WHAT IS ASKED »
Begin at the line of the material below that contains "segment(query) marks the" and stop after the line that contains "256 150 L 224". Place each of those lines into a JSON array of strings, one string per line, with blank lines left out.

RECORDS FOR THE TASK »
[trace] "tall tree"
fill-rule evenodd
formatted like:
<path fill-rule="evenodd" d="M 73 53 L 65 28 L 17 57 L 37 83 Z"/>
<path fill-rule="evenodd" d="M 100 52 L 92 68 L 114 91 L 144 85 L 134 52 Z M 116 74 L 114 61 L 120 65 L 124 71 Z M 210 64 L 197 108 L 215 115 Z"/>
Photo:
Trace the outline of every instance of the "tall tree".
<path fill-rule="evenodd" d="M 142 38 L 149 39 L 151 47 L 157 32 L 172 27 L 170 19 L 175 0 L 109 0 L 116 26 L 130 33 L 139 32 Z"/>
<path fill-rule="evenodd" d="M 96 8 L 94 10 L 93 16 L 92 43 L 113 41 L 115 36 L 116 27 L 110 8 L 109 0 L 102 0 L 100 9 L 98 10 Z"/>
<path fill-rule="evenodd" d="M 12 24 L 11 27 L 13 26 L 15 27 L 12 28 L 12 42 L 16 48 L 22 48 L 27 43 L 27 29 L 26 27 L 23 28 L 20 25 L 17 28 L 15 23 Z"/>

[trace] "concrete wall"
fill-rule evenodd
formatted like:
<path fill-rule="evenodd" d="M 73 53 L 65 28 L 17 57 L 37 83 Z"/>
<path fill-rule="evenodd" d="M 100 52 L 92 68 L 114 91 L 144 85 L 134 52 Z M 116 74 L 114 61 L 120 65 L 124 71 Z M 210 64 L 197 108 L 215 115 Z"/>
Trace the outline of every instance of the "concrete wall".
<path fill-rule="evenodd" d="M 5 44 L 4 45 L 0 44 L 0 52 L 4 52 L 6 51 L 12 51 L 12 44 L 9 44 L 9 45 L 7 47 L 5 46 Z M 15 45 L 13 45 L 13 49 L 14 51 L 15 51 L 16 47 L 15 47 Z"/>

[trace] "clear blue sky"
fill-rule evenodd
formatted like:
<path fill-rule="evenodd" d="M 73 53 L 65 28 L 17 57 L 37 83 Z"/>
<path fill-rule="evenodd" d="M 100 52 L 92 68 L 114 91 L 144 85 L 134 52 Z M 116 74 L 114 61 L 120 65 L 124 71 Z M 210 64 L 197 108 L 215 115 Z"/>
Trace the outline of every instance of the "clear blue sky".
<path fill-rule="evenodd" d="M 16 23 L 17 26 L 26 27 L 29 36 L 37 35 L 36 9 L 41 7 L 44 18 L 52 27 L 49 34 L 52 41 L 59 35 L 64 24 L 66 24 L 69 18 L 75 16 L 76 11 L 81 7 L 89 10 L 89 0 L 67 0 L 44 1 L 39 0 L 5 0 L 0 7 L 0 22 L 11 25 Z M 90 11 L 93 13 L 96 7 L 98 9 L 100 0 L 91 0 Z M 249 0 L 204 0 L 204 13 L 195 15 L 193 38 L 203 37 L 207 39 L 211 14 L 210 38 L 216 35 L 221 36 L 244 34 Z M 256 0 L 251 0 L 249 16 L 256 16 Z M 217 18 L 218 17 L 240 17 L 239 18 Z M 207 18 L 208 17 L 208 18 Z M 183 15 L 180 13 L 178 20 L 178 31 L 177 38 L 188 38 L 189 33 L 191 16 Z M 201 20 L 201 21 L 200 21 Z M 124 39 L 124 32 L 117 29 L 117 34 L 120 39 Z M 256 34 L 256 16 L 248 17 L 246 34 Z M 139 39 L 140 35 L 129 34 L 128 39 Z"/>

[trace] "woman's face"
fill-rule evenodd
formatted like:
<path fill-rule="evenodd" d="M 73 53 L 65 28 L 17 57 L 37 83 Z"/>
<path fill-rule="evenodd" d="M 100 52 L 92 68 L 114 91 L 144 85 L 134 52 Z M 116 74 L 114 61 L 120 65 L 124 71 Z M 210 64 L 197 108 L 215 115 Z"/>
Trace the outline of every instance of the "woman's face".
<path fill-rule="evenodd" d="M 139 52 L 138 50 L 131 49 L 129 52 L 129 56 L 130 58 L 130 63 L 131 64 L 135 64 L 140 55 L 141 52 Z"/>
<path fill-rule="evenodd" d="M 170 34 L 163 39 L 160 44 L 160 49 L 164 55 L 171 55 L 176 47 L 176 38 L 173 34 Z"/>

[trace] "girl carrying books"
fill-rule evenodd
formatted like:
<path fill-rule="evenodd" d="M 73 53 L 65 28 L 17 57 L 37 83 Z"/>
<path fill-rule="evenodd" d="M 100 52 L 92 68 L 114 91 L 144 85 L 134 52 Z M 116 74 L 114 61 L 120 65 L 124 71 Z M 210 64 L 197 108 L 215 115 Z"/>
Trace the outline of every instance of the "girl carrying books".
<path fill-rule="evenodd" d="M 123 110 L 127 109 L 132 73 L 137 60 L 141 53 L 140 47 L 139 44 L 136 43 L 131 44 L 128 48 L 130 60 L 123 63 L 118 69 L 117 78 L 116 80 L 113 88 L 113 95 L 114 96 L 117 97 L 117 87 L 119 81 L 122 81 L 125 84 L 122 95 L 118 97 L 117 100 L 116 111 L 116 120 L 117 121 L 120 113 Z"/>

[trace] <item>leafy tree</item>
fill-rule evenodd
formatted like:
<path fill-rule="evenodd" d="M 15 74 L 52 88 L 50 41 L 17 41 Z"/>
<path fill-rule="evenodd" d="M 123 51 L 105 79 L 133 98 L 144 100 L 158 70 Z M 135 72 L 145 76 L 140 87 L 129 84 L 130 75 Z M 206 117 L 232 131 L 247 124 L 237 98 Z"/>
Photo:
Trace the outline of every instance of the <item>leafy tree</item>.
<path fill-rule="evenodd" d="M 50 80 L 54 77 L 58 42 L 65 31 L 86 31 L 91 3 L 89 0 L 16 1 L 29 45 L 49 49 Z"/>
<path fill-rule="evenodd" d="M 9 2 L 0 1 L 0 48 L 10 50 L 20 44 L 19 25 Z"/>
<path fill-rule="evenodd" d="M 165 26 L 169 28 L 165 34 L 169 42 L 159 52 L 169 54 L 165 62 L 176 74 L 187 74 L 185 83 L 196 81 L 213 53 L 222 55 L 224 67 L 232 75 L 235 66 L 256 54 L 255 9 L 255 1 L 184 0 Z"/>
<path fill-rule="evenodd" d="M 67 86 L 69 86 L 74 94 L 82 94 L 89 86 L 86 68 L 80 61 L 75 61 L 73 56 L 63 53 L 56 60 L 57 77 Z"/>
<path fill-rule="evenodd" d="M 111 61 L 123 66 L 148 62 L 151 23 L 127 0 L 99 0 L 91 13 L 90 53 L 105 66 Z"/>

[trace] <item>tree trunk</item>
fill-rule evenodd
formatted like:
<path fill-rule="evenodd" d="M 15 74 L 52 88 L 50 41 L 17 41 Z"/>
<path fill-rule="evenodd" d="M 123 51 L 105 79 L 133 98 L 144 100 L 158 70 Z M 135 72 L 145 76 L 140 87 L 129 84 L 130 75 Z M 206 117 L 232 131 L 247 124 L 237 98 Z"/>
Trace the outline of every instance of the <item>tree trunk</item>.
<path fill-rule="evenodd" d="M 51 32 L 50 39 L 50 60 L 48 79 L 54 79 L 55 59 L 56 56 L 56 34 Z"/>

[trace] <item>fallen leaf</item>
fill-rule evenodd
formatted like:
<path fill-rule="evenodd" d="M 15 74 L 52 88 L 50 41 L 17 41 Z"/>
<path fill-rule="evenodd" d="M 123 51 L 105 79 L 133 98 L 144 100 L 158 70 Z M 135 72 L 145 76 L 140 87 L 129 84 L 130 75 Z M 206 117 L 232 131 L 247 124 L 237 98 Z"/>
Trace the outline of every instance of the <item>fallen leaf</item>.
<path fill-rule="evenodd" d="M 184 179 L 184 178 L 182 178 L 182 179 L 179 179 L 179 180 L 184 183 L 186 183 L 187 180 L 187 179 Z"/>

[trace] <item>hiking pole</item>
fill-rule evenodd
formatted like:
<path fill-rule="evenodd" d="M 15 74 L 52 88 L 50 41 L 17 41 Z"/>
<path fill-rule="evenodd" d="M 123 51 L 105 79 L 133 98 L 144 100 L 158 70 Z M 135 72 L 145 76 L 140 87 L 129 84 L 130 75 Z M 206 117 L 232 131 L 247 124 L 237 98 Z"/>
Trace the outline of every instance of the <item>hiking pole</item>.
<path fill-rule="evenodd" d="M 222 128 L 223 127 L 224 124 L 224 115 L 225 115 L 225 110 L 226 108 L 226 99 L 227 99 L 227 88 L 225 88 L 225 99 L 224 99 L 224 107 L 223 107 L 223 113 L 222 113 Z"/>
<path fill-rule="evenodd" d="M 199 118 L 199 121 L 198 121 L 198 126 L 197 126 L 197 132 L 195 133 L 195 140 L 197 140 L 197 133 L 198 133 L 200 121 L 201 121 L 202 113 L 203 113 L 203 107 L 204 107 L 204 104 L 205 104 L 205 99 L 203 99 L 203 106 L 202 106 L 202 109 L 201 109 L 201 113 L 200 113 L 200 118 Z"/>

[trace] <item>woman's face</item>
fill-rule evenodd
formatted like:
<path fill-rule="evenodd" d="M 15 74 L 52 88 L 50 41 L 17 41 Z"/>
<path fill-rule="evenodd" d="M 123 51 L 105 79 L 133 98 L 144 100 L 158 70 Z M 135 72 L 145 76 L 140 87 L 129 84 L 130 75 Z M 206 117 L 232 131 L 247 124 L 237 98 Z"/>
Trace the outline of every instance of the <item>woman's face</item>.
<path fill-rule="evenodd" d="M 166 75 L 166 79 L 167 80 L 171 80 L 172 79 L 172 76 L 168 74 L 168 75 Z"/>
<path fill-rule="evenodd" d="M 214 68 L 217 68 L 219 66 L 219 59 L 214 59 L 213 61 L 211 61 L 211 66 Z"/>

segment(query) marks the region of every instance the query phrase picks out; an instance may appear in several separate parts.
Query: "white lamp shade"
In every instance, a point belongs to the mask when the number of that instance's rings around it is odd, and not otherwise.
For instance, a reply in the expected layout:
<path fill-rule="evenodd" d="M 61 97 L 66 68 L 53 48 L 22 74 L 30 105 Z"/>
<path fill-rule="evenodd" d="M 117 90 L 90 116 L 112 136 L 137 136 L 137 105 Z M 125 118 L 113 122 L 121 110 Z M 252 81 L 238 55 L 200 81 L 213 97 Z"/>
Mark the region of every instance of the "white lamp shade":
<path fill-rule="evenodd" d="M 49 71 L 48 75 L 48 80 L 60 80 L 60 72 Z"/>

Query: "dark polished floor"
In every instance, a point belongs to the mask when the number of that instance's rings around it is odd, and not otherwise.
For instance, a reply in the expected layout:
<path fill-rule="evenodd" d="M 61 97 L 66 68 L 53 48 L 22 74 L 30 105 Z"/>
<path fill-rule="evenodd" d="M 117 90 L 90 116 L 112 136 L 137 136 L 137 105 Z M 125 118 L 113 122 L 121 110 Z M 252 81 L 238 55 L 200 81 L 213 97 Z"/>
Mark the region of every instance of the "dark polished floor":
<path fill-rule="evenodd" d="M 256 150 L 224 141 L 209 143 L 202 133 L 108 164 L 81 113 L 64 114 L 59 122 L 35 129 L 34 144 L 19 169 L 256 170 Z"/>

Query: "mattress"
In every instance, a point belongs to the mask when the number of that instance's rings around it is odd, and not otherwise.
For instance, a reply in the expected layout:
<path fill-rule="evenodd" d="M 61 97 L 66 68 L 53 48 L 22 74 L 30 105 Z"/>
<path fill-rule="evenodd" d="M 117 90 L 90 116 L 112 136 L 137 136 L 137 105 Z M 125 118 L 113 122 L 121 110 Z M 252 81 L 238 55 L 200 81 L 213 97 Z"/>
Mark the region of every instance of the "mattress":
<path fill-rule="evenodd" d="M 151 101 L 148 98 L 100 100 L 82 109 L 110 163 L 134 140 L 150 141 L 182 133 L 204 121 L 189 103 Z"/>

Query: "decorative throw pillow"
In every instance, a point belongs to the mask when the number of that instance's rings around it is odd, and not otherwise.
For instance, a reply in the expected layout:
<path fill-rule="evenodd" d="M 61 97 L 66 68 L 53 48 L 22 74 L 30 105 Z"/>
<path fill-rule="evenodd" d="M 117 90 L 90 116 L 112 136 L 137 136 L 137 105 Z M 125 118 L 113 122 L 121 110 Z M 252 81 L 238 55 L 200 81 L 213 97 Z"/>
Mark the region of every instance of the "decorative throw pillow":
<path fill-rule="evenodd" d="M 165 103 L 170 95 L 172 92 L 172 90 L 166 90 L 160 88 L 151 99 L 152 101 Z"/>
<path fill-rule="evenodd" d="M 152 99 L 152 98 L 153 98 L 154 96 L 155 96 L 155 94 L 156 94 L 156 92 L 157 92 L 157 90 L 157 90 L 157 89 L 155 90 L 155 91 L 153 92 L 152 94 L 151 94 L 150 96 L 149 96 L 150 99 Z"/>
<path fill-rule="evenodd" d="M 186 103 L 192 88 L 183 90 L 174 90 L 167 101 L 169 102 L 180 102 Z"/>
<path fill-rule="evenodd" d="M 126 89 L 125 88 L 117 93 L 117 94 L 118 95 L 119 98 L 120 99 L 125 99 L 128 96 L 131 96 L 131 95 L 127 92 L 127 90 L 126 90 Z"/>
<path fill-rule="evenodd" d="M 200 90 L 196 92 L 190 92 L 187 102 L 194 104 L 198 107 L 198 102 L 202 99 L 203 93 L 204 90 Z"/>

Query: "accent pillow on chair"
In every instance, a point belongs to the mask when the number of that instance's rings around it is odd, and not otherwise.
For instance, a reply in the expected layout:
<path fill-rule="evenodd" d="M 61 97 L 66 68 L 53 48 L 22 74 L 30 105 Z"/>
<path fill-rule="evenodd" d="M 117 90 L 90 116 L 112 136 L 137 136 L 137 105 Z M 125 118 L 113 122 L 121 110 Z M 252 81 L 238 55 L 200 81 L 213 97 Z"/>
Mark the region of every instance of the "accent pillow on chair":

TASK RESPONSE »
[
  "segment(query) marks the region of every instance the query phrase picks out; an instance may appear in several separate parts.",
  "Query: \"white lamp shade\"",
  "In every instance, a point belongs to the mask when the number of that instance's rings around it is odd, and not otherwise.",
  "For instance, a reply in the expected layout:",
  "<path fill-rule=\"evenodd\" d=\"M 61 97 L 66 68 L 53 48 L 22 74 L 30 105 Z\"/>",
  "<path fill-rule=\"evenodd\" d=\"M 117 90 L 90 116 L 112 136 L 137 136 L 137 105 Z M 125 118 L 113 122 L 121 110 Z M 252 81 L 238 55 L 200 81 L 213 97 Z\"/>",
  "Mark the region of every instance of the \"white lamp shade\":",
  "<path fill-rule=\"evenodd\" d=\"M 49 71 L 48 75 L 48 80 L 60 80 L 60 72 Z\"/>",
  "Query: \"dark polished floor\"",
  "In every instance, a point belongs to the mask when the number of that instance's rings around it is odd, and not otherwise.",
  "For instance, a reply in the expected layout:",
  "<path fill-rule=\"evenodd\" d=\"M 61 97 L 66 68 L 53 48 L 22 74 L 30 105 Z\"/>",
  "<path fill-rule=\"evenodd\" d=\"M 117 90 L 90 116 L 112 136 L 137 136 L 137 105 Z M 125 118 L 113 122 L 121 110 Z M 252 81 L 238 55 L 200 81 L 213 97 Z\"/>",
  "Mark the region of every instance of the \"dark polished floor\":",
  "<path fill-rule=\"evenodd\" d=\"M 256 150 L 224 141 L 209 143 L 202 133 L 108 164 L 81 113 L 64 114 L 59 122 L 35 129 L 34 144 L 19 169 L 256 170 Z\"/>"
]